------ Records shown ------

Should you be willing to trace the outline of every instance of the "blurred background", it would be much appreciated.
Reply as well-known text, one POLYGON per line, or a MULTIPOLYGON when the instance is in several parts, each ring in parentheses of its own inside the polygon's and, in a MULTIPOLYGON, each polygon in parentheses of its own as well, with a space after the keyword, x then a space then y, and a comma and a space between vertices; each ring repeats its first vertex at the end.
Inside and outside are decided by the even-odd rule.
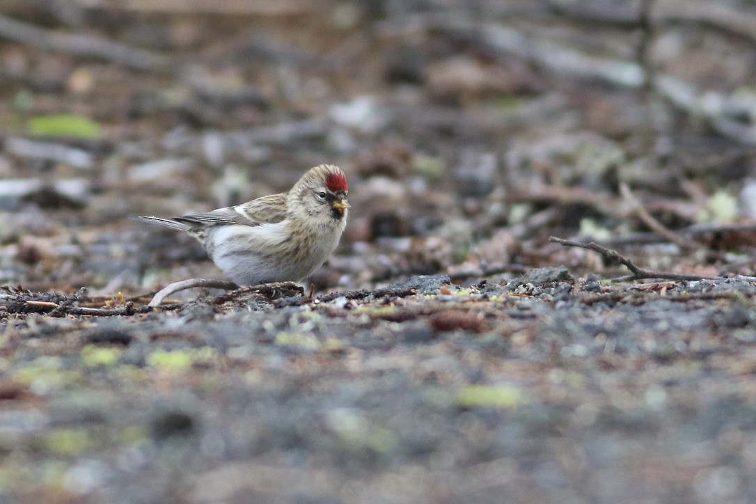
POLYGON ((286 190, 338 164, 319 289, 565 264, 752 274, 746 0, 4 0, 0 283, 222 277, 129 218, 286 190))

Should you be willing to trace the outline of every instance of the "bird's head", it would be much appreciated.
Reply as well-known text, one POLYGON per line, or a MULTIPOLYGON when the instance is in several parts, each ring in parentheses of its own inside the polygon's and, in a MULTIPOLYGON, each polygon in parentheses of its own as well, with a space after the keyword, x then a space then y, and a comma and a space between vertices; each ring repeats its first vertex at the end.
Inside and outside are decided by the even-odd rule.
POLYGON ((287 199, 289 210, 305 218, 339 221, 346 218, 349 203, 346 177, 338 166, 320 165, 294 184, 287 199))

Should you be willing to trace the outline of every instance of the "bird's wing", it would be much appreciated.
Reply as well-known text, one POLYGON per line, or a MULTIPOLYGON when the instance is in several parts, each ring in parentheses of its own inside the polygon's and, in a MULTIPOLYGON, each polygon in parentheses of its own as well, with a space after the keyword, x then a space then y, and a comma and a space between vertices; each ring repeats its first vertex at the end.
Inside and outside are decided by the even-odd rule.
POLYGON ((174 221, 188 224, 241 224, 259 226, 275 224, 286 218, 286 193, 271 194, 246 203, 212 212, 176 217, 174 221))

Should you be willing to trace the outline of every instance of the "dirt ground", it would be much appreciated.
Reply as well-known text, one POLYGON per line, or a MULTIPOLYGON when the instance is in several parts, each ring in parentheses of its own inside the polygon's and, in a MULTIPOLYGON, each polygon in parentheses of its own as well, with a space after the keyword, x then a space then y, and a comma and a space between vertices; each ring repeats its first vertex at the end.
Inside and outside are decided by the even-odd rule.
POLYGON ((2 2, 0 502, 756 501, 754 45, 737 0, 2 2), (132 218, 321 162, 303 289, 147 306, 223 277, 132 218))

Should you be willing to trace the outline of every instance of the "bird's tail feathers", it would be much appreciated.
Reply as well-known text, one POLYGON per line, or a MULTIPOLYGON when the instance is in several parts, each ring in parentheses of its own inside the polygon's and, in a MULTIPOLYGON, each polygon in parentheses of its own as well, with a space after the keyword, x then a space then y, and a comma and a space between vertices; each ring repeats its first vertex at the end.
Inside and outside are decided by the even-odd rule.
POLYGON ((160 226, 166 226, 166 227, 170 227, 172 229, 178 229, 181 231, 185 231, 187 229, 187 224, 183 222, 178 222, 174 221, 173 219, 163 218, 162 217, 154 217, 152 215, 141 215, 140 217, 135 218, 138 221, 143 221, 144 222, 149 222, 150 224, 156 224, 160 226))

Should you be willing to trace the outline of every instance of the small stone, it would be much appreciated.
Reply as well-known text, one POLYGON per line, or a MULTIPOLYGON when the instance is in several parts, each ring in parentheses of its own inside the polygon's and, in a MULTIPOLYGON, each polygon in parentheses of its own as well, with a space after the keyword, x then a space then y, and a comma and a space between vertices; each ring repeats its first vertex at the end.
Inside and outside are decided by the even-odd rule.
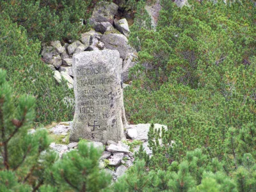
POLYGON ((74 148, 75 147, 77 147, 78 145, 78 143, 77 142, 72 142, 70 143, 69 143, 67 147, 69 148, 74 148))
POLYGON ((117 166, 121 163, 123 159, 124 153, 115 153, 112 159, 109 159, 109 165, 117 166))
POLYGON ((72 67, 60 67, 59 72, 67 72, 68 76, 73 77, 73 69, 72 67))
POLYGON ((111 140, 108 141, 108 145, 110 145, 111 144, 113 144, 113 145, 117 145, 117 143, 116 142, 113 141, 111 141, 111 140))
POLYGON ((100 150, 102 151, 104 150, 104 147, 103 144, 101 142, 97 142, 97 141, 92 141, 92 142, 88 142, 88 145, 93 145, 94 148, 97 148, 99 150, 100 150))
POLYGON ((127 160, 127 161, 126 161, 126 162, 125 162, 125 165, 127 166, 128 167, 130 167, 130 166, 131 166, 133 164, 132 161, 131 161, 131 160, 127 160))
POLYGON ((110 174, 111 176, 113 176, 113 175, 115 174, 115 172, 113 172, 113 171, 112 171, 112 170, 109 170, 109 169, 105 169, 105 171, 106 171, 108 173, 110 174))
POLYGON ((60 153, 61 151, 65 151, 68 149, 68 148, 67 147, 66 145, 62 145, 62 144, 55 144, 54 145, 50 145, 50 147, 52 148, 53 150, 58 151, 60 153))
POLYGON ((67 132, 69 130, 70 130, 70 125, 61 124, 61 123, 49 129, 54 134, 61 134, 63 132, 67 132))
POLYGON ((100 159, 107 159, 112 154, 112 152, 109 151, 104 151, 103 154, 100 157, 100 159))
POLYGON ((77 47, 76 47, 75 52, 74 52, 74 54, 82 52, 84 51, 84 50, 87 47, 85 47, 85 46, 84 45, 78 46, 77 47))
POLYGON ((51 42, 51 45, 55 47, 59 53, 63 53, 65 51, 65 48, 61 46, 60 41, 53 41, 51 42))
POLYGON ((55 78, 58 83, 60 83, 61 82, 61 75, 60 74, 60 72, 59 72, 58 70, 54 71, 53 77, 55 78))
POLYGON ((101 50, 104 49, 104 44, 102 42, 99 42, 98 44, 98 47, 101 50))
POLYGON ((65 66, 70 67, 72 66, 73 60, 70 58, 66 58, 62 60, 62 65, 65 66))
POLYGON ((70 44, 67 47, 68 54, 73 54, 75 52, 77 47, 80 45, 83 45, 84 47, 84 45, 83 45, 83 44, 79 41, 76 41, 74 43, 70 44))
POLYGON ((124 165, 122 164, 117 168, 115 175, 118 178, 124 174, 127 169, 124 165))
POLYGON ((33 134, 36 132, 36 131, 34 129, 29 129, 28 130, 28 133, 33 134))
POLYGON ((54 66, 53 66, 52 65, 49 64, 47 65, 47 67, 49 67, 52 70, 56 70, 54 66))
POLYGON ((128 129, 127 136, 132 140, 135 140, 138 137, 138 132, 136 129, 128 129))
POLYGON ((127 150, 127 148, 120 147, 120 146, 116 146, 113 144, 111 144, 108 148, 108 150, 110 152, 124 152, 124 153, 129 153, 130 151, 127 150))

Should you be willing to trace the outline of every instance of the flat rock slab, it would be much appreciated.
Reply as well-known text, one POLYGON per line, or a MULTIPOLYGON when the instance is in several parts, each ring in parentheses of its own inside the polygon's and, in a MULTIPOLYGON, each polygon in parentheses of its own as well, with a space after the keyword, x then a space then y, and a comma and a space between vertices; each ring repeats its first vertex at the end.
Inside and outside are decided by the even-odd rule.
POLYGON ((116 146, 113 144, 111 144, 108 147, 108 151, 110 152, 123 152, 123 153, 130 153, 130 151, 122 147, 122 146, 116 146))
POLYGON ((109 151, 104 151, 103 154, 100 157, 100 159, 105 159, 109 157, 112 155, 112 152, 109 151))
POLYGON ((58 151, 59 153, 68 149, 66 145, 55 144, 55 143, 51 143, 49 147, 54 150, 58 151))
POLYGON ((67 145, 67 147, 68 147, 69 148, 74 148, 74 147, 77 147, 77 145, 78 145, 78 143, 77 143, 77 142, 72 142, 72 143, 69 143, 69 144, 67 145))
MULTIPOLYGON (((128 129, 136 129, 137 130, 137 133, 138 133, 138 136, 136 138, 136 140, 145 140, 147 141, 148 140, 148 133, 149 131, 149 127, 150 127, 150 124, 138 124, 138 125, 129 125, 128 129)), ((160 125, 158 124, 155 124, 154 125, 154 129, 159 129, 161 130, 162 127, 164 127, 165 130, 167 130, 167 126, 164 125, 160 125)))
POLYGON ((55 127, 50 129, 49 131, 54 134, 61 134, 63 132, 67 132, 70 130, 70 125, 68 124, 59 124, 55 127))

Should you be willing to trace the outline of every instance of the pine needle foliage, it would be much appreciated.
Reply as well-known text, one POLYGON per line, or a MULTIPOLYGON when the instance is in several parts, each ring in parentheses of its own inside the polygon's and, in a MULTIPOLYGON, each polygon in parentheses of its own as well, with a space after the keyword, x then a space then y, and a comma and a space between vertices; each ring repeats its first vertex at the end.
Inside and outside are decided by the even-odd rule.
MULTIPOLYGON (((13 24, 9 16, 0 15, 0 68, 17 95, 29 94, 36 100, 37 124, 71 120, 74 109, 63 99, 74 97, 65 83, 60 84, 52 71, 41 61, 38 41, 28 40, 23 27, 13 24)), ((72 105, 71 105, 72 106, 72 105)))

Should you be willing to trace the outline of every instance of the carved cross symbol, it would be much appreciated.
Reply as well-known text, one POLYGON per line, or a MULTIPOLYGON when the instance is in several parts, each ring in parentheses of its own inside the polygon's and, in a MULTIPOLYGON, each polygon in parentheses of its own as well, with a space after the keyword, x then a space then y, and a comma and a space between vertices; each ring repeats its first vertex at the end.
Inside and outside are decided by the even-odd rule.
POLYGON ((91 131, 94 131, 94 129, 95 129, 95 127, 99 127, 99 128, 100 127, 100 125, 95 125, 95 122, 97 122, 97 121, 94 121, 93 125, 89 125, 89 123, 88 123, 88 127, 93 127, 93 129, 91 129, 91 131))

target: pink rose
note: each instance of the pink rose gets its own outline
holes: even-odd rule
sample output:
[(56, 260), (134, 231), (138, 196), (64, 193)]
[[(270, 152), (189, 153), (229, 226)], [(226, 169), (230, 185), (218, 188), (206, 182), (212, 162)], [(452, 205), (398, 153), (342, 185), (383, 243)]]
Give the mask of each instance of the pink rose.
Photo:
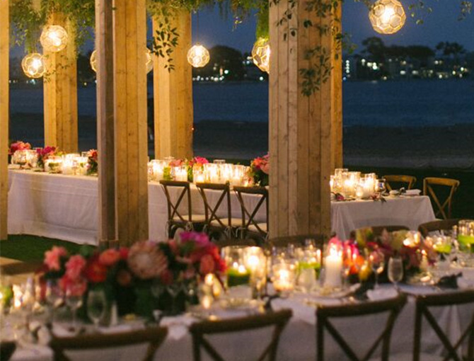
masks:
[(61, 269), (61, 257), (66, 257), (67, 251), (64, 247), (54, 246), (50, 251), (45, 253), (45, 264), (50, 270), (59, 270)]
[(99, 262), (104, 265), (110, 267), (118, 262), (120, 258), (120, 252), (110, 248), (100, 253), (100, 256), (99, 256)]
[(215, 262), (214, 258), (210, 254), (206, 254), (201, 258), (200, 263), (200, 273), (202, 275), (214, 272)]
[(86, 266), (86, 260), (81, 255), (71, 256), (66, 263), (66, 275), (71, 280), (77, 280)]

------

(Direction)
Retype the data above from its first line up to and including the line that contains "POLYGON ((174 221, 188", leaving the pictures out of your copy.

(Exercise result)
Should you be willing to trace the outline of every instance of the "blurred background", it would be much appreciated.
Reply as well-known text, one POLYGON per line, or a MULTIPOLYGON when the instance is in several parts, each ring in parentheses of its own inside the polygon's and, in a MULTIPOLYGON, each polygon in parentheses of its own as well, with a space after the keyword, x then a space then y, and a comma and a space between vertices; each ring repeats its first vertex at the end.
Inside and outside are decided by the even-odd rule.
POLYGON ((286 190, 338 164, 319 289, 565 264, 752 274, 746 0, 4 0, 0 283, 222 277, 129 218, 286 190))

Should you be willing to trace the outline of every instance of the "bird's head", it would be much appreciated.
Reply as well-known text, one POLYGON per line, or a MULTIPOLYGON when the instance is in several parts, each ring in parentheses of its own inside the polygon's and, in a MULTIPOLYGON, each polygon in parentheses of its own as well, with a space after the keyword, x then a space then y, and a comma and a space between vertices; each ring repeats its first vertex at the end.
Inside and outside are decided by the even-odd rule.
POLYGON ((287 199, 289 210, 305 218, 339 221, 346 218, 349 203, 346 177, 338 166, 320 165, 294 184, 287 199))

Should you be willing to trace the outline of every instance of the "bird's wing", it would be much appreciated.
Reply as well-known text, one POLYGON per line, or a MULTIPOLYGON when the instance is in several parts, each ring in parentheses of its own inside the polygon's and, in a MULTIPOLYGON, each polygon in parentheses of its own as well, with a space after the keyword, x then a space then y, and a comma and a space between vertices; each ring repeats its first vertex at the end.
Inside and outside are decided by the even-odd rule.
POLYGON ((174 221, 188 224, 241 224, 259 226, 275 224, 286 218, 286 193, 271 194, 246 203, 212 212, 176 217, 174 221))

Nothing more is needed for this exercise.